- _WORK TO DO_
Starting at the line that contains "Could you please point out the glass" and ending at the final line of the records, both included, reproduce every line, requests included, with each coordinate in the answers multiplied by 1.35 and rounded to the nearest whole number, halves rounded up. Omit the pictures from your output.

Point annotation dataset records

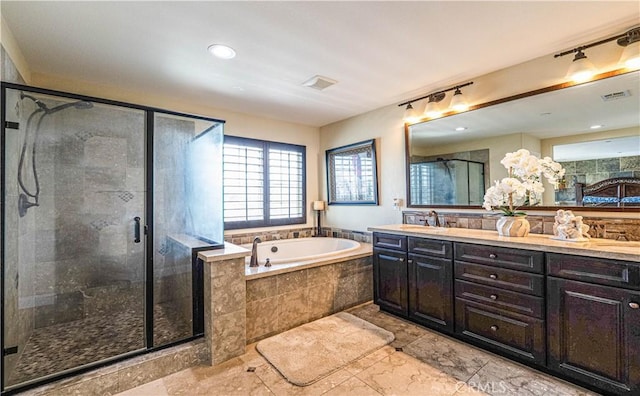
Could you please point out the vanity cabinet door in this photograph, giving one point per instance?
(594, 334)
(431, 291)
(390, 281)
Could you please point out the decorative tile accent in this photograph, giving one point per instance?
(99, 224)
(609, 228)
(125, 196)
(84, 135)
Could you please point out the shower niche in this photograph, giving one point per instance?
(104, 205)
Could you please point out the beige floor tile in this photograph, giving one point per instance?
(400, 374)
(154, 388)
(452, 357)
(502, 377)
(229, 378)
(369, 360)
(354, 387)
(281, 387)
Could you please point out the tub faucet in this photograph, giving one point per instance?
(254, 252)
(434, 215)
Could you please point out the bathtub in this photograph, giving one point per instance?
(288, 255)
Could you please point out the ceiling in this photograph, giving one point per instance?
(380, 53)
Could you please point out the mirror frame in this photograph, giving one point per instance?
(539, 91)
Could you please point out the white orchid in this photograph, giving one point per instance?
(525, 171)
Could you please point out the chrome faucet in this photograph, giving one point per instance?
(434, 215)
(254, 252)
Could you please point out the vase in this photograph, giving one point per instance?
(513, 226)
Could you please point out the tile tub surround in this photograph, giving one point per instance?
(291, 233)
(600, 227)
(602, 248)
(283, 301)
(225, 302)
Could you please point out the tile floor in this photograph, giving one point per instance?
(427, 364)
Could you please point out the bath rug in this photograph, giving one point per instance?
(310, 352)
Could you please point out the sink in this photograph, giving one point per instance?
(630, 244)
(426, 229)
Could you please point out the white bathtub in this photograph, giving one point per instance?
(288, 251)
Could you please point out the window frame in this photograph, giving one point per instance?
(265, 145)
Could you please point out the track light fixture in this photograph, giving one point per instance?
(432, 109)
(582, 69)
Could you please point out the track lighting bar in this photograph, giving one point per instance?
(436, 96)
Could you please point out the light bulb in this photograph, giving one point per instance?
(631, 55)
(581, 68)
(432, 110)
(410, 114)
(457, 101)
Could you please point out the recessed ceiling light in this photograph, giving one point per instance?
(222, 51)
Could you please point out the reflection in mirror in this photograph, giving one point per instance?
(447, 182)
(545, 124)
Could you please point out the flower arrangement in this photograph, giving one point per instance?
(523, 184)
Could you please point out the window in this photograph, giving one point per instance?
(264, 183)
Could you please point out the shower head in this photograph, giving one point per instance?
(40, 104)
(80, 105)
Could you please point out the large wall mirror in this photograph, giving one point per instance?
(593, 129)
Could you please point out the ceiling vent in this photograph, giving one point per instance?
(319, 82)
(616, 95)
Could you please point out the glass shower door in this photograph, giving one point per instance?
(74, 246)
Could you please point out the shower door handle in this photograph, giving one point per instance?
(136, 230)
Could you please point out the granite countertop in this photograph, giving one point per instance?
(603, 248)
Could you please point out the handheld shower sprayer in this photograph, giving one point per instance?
(24, 202)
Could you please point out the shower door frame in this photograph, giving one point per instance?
(147, 229)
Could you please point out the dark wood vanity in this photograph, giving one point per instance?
(571, 315)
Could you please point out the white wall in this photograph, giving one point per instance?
(386, 125)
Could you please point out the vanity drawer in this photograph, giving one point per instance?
(595, 270)
(522, 282)
(430, 247)
(524, 304)
(517, 335)
(390, 241)
(523, 260)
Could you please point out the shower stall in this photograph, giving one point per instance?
(104, 205)
(447, 182)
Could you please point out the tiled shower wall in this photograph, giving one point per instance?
(19, 316)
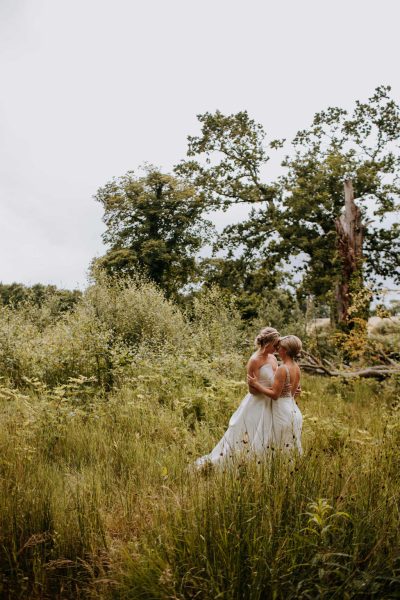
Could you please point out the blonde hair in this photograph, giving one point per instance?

- _RESPONSE TO THE TASK_
Could you please point out the glass shower door in this photograph, giving one point per instance?
(100, 332)
Could you please point out the shower door handle in this photograph, giving one point per instance?
(184, 311)
Could you please point out the granite countertop in this photograph, giving one point per instance?
(814, 335)
Could you please point out the handheld shower sprayer in this photograph, giving one point per instance?
(32, 273)
Could you please point out the shower door frame in this photograph, giving one point per instance?
(198, 309)
Could you please point out the dark wood vanity in this photograph, giving one point per instance?
(771, 425)
Could you please point out the white wall in this photograph, giving one point per instance?
(521, 169)
Could you please point out the vanity drawer in this photograph, giving one point per instance?
(803, 365)
(705, 381)
(581, 333)
(707, 410)
(698, 452)
(527, 325)
(706, 351)
Could you please point out the shower stall in this photograph, giving one point per instance?
(140, 277)
(603, 246)
Could you please point out the tiled shower wall in this photograph, giving one point per instance?
(26, 427)
Could you please point out the blonde hair in this photograph, giving one point per instance?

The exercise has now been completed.